======== Extrait
La glissade du Canadien pourrait déboucher sur un bien triste printemps au Québec. La dernière défaite contre les Panthers de la Floride n'a fait qu'alimenter la grogne et le désir d'une bonne partie du public de voir rouler des têtes au Centre Bell.

La formation du Canadien fait du sur place, une situation intolérable aux yeux de la majorité. Lundi, le retour de Jaroslav Spacek et l'entrée en scène de deux plombiers de quatrième trio, Petteri Nokelainen et Michael Blunden, n'ont fait aucune différence contre un adversaire exclu des séries éliminatoires à ses 10 dernières saisons. Le vent de panique qui soufflait déjà pas mal fort sur la ville risque de se transformer en bourrasques avec la venue des Flyers ce soir et lors des deux affrontements suivants contre les champions de la coupe Stanley qui ne pouvaient arriver à un plus mauvais moment. Comptez sur les Bruins pour exploiter la situation en tentant de les humilier encore un peu plus.

Être montré du doigt dans cette ville n'est jamais reposant. Parlez-en à Scott Gomez. Parlez-en à Pierre Gauthier et Jacques Martin. Parlez-en également à une légende tricolore, Bob Gainey, qui était revenu au sein de l'organisation en héros et qui est reparti dans une quasi-indifférence. L'histoire retiendra d'ailleurs qu'il a refilé au Canadien un cadeau empoisonné en Gomez qui n'en finit plus de coûter des millions et de rapporter des miettes.
================
- _Consigne a_: Relevez dans les entrées chaque ligne contenant le mot « electrical » et recopiez-la, en tenant compte de la casse.
======== Entrées fournies
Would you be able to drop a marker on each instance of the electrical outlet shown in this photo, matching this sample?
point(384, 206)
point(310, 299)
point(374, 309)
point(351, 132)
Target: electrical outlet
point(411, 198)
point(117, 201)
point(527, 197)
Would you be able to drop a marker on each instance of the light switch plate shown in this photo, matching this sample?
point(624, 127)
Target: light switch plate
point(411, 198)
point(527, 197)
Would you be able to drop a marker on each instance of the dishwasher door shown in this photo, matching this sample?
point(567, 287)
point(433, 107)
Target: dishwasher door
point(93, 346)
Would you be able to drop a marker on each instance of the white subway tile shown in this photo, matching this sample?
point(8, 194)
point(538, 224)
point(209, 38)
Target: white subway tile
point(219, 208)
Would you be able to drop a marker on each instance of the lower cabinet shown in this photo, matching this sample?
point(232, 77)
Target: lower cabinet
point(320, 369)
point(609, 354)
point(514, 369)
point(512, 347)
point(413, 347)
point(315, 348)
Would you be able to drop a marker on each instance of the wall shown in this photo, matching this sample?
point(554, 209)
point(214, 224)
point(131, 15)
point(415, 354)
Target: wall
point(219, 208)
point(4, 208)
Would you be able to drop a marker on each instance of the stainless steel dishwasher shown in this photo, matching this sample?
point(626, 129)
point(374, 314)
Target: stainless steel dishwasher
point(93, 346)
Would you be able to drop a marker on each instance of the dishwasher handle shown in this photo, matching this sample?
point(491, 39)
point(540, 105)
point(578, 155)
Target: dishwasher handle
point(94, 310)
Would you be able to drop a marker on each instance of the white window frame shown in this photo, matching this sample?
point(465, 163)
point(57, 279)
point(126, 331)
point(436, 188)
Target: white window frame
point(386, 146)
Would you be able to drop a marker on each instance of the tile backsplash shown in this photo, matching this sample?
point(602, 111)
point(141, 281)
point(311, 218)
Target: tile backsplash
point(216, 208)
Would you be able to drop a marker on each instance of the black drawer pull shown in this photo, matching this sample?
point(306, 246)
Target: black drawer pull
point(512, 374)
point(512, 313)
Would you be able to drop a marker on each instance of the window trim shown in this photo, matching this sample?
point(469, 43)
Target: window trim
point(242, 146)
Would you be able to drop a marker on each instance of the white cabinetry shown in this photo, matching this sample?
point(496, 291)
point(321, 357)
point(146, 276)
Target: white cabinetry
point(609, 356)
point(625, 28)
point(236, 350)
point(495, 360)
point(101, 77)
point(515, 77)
================
- _Consigne b_: Retapez l'extrait en entier, sans y changer quoi que ce soit.

- _Corrigé a_:
Would you be able to drop a marker on each instance of the electrical outlet shown in this photo, matching this sample?
Target: electrical outlet

- _Corrigé b_:
La glissade du Canadien pourrait déboucher sur un bien triste printemps au Québec. La dernière défaite contre les Panthers de la Floride n'a fait qu'alimenter la grogne et le désir d'une bonne partie du public de voir rouler des têtes au Centre Bell.

La formation du Canadien fait du sur place, une situation intolérable aux yeux de la majorité. Lundi, le retour de Jaroslav Spacek et l'entrée en scène de deux plombiers de quatrième trio, Petteri Nokelainen et Michael Blunden, n'ont fait aucune différence contre un adversaire exclu des séries éliminatoires à ses 10 dernières saisons. Le vent de panique qui soufflait déjà pas mal fort sur la ville risque de se transformer en bourrasques avec la venue des Flyers ce soir et lors des deux affrontements suivants contre les champions de la coupe Stanley qui ne pouvaient arriver à un plus mauvais moment. Comptez sur les Bruins pour exploiter la situation en tentant de les humilier encore un peu plus.

Être montré du doigt dans cette ville n'est jamais reposant. Parlez-en à Scott Gomez. Parlez-en à Pierre Gauthier et Jacques Martin. Parlez-en également à une légende tricolore, Bob Gainey, qui était revenu au sein de l'organisation en héros et qui est reparti dans une quasi-indifférence. L'histoire retiendra d'ailleurs qu'il a refilé au Canadien un cadeau empoisonné en Gomez qui n'en finit plus de coûter des millions et de rapporter des miettes.